#### Source text
--- START ---
It has also been accepted that where a matter requires proof, the Tribunal should have regard to the principles set out in Briginshaw v Briginshaw [1938] HCA 34; 60 CLR 336 at p362: see BKE v Office of the Children's Guardian & Anor [2015] NSWSC 523 at [33]. That is, a matter requiring proof should be proved to the civil standard, on the balance of probabilities: see Minister for Immigration and Ethnic Affairs v Pochi (1980) 4 ALD 139, (1980) 44 FLR 41, [1980] FCA 85 at [15] per Dean J; BSR (supra) at [18]; BJB (supra) at [32] and Holbrook and Australian Postal Commission (1983) 5 ALN N46, [1983] AATA 40 at [23].
In BKE (supra) at [30], His Honour Justice Beech-Jones said, where there are allegations of sexual abuse by an applicant for a clearance, significant guidance as to the approach to be adopted when considering risk can be derived from the High Court's decision in M v M [1988] HCA 68; (1988) 166 CLR 69. His Honour went on to say at [33]:
"... [it] may be that NCAT can be satisfied that an allegation of sexual abuse against an applicant is established. Equally, NCAT may be affirmatively satisfied that the relevant incident did not occur, in which case it can be put aside. However, in a context where the welfare of the child is paramount and the question being posed concerns the risk of harm to children, NCAT may not be satisfied that an allegation of abuse has been made out, but nevertheless conclude that the circumstances surrounding a particular incident or course of conduct means that there is a risk to a child or, more correctly, that the existence of a risk has not been disproven."
Finally, the jurisdiction of the Tribunal is protective and not punitive in nature; see Commissioner for Children and Young People v FZ [2011] NSWCA 11 per Young JA at [61]. That is, the object of the Act is not to impose any punishment on a disqualified person for past acts, but to eliminate possible risks to the safety of children by persons working in child-related work.
--- END ---
#### Problem requirements
According to the excerpt on the Tribunal's approach to proof and risk, why may NCAT conclude that a child faces a risk even when it is not satisfied that an allegation of abuse has been made out? Answer in one to three sentences.

#### Data entries
--- START ---
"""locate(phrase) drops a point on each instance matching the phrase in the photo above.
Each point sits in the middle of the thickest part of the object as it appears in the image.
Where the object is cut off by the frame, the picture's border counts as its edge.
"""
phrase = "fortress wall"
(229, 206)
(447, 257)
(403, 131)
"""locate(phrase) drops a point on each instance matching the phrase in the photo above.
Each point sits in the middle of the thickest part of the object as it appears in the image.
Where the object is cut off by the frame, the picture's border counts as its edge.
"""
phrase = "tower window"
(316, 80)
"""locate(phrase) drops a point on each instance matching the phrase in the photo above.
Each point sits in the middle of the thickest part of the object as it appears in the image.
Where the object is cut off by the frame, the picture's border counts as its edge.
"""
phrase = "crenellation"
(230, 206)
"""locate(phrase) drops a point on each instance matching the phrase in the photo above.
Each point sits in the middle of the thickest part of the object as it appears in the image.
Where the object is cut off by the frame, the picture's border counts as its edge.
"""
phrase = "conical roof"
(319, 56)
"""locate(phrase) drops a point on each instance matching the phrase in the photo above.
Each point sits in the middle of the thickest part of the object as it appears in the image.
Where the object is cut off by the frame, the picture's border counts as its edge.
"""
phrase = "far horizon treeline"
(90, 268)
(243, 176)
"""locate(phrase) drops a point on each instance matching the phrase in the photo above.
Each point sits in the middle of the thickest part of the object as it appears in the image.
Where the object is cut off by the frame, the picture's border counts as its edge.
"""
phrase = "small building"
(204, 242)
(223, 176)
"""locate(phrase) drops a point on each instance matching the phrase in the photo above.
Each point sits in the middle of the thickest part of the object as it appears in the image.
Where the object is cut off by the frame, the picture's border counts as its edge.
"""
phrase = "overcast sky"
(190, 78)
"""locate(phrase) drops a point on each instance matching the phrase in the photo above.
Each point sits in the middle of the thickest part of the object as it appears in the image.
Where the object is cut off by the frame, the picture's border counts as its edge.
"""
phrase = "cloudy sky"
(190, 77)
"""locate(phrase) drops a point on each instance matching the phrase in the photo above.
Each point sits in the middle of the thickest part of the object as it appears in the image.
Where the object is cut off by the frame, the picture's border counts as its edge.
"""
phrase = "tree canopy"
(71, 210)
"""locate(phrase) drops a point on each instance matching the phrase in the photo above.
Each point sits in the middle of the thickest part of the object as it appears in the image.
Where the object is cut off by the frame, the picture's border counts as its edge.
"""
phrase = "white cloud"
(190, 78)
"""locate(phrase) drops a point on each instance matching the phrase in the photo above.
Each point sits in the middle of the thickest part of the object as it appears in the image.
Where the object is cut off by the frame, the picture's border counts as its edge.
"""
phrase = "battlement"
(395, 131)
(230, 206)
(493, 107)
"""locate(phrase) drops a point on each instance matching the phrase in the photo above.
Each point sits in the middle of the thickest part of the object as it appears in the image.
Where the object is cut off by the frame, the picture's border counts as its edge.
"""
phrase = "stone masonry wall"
--- END ---
#### Result of the task
The welfare of the child is paramount, and the question before NCAT concerns the risk of harm to children. In that context, the circumstances surrounding a particular incident or course of conduct can show a risk to a child, or more correctly, that the existence of a risk has not been disproven.